Exercises
• A. Reproduce verbatim the portion of the passage on ONIX character entities from "Although they are" up to and including "reference as normal.".
• B. Under the escaped HTML option, what does the passage on ONIX character entities say to use in place of named entities?
• C. In one to three sentences, explain why the passage on ONIX character entities says it might appear that the ampersand in a named entity or numerical reference should be escaped under the escaped HTML option.

Provided text
================
Although they are not recommended, named character entities like &hellip; or &ouml; should work within HTML text inside CDATA. They are not valid within ‘ordinary’ ONIX 3.0 data, but may be used within HTML (and of course, numerical character references like &#x2026; or &#xf6; will also work).

For the CDATA method, use the named entity or numerical reference as normal.

For the escaped HTML option, named entities are not valid – use numerical references instead.

For the escaped HTML option, it might appear that a named entity such as &hellip; or numerical reference like &#x2026; might require the ampersand to be escaped – just as the < character in the HTML markup is escaped to &lt;, the ampersand character in a named character entity or numerical reference could also be escaped, so a single ellipsis becomes &amp;hellip; or &amp;#x2026;. This is sometimes termed ‘double-escaping’, and it is strongly discouraged. Only the < character in the HTML markup needs do be modified (and you might also replace < that is not part of the HTML markup by <).
================
Rows from a segmentation dataset
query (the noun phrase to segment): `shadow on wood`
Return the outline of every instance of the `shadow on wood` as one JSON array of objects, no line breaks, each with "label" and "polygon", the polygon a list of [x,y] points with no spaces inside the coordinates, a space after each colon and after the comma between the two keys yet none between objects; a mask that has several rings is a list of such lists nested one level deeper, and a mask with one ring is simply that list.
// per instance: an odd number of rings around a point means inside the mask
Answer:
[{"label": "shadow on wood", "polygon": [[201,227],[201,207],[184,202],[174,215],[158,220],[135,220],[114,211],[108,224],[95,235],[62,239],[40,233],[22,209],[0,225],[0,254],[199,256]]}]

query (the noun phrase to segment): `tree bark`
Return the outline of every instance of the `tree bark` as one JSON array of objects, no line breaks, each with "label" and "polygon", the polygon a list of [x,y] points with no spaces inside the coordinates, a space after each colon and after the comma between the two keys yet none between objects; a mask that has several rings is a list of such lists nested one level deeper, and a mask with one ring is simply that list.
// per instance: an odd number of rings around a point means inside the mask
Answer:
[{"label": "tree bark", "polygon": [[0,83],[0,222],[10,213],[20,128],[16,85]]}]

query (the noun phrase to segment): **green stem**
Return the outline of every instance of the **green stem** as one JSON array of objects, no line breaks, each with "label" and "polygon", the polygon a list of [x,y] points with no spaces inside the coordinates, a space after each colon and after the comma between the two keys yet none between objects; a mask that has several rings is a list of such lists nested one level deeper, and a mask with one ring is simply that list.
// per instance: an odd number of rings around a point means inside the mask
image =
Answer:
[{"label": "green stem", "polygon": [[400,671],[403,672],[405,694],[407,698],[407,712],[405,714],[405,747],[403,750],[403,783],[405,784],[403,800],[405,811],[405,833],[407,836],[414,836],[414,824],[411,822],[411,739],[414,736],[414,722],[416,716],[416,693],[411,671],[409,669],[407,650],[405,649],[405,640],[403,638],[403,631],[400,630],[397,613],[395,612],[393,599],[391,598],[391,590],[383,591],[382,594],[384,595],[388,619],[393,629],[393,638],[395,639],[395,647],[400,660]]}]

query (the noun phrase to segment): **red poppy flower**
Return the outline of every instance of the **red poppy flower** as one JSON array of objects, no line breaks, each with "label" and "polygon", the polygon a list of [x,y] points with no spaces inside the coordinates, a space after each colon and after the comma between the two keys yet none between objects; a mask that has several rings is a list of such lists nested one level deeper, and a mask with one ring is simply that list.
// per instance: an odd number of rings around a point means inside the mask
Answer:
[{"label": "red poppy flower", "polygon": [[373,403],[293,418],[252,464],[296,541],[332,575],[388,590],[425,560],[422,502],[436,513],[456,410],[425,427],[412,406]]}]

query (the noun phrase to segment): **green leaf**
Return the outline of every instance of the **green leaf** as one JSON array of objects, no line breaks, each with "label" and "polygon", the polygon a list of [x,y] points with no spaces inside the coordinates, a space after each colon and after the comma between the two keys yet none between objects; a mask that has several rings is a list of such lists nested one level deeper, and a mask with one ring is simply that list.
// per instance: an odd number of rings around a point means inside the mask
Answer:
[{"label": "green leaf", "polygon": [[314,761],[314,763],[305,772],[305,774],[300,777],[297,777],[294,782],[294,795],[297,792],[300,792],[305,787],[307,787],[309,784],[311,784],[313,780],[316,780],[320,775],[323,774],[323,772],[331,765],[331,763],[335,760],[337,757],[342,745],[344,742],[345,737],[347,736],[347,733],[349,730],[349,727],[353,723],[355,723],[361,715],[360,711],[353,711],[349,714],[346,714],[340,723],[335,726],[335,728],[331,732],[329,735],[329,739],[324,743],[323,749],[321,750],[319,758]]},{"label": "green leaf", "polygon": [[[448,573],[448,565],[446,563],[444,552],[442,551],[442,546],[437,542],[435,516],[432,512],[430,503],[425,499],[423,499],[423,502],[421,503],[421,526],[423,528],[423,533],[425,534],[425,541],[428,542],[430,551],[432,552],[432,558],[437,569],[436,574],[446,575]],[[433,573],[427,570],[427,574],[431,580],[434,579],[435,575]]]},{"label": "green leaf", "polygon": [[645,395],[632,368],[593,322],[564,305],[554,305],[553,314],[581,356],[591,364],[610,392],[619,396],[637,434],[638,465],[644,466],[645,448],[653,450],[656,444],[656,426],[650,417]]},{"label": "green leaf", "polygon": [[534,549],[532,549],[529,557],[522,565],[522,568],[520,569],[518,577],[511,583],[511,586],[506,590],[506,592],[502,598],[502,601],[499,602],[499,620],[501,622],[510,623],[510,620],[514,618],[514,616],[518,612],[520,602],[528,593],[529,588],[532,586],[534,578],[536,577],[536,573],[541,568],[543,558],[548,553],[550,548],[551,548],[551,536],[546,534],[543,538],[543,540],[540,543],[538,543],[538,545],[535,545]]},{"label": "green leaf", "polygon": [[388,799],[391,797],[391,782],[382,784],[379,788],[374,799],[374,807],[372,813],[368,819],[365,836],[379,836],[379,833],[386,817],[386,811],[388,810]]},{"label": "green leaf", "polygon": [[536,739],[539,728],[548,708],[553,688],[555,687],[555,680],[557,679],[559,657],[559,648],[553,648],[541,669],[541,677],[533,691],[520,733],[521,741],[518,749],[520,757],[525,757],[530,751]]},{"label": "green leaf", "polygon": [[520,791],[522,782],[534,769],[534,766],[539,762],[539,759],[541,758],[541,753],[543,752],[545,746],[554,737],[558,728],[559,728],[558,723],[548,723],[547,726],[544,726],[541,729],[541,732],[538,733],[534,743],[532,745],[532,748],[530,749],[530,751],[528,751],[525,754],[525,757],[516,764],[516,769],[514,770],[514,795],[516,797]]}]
================
Complete answers
• A.
Although they are not recommended, named character entities like &hellip; or &ouml; should work within HTML text inside CDATA. They are not valid within ‘ordinary’ ONIX 3.0 data, but may be used within HTML (and of course, numerical character references like &#x2026; or &#xf6; will also work).

For the CDATA method, use the named entity or numerical reference as normal.

• B. Numerical references should be used instead.

• C. It might appear so because the < character in the HTML markup is escaped to &lt;, so the ampersand in a named character entity or numerical reference could seemingly be escaped in the same way, turning a single ellipsis into &amp;hellip; or &amp;#x2026;. The passage calls this "double-escaping" and strongly discourages it.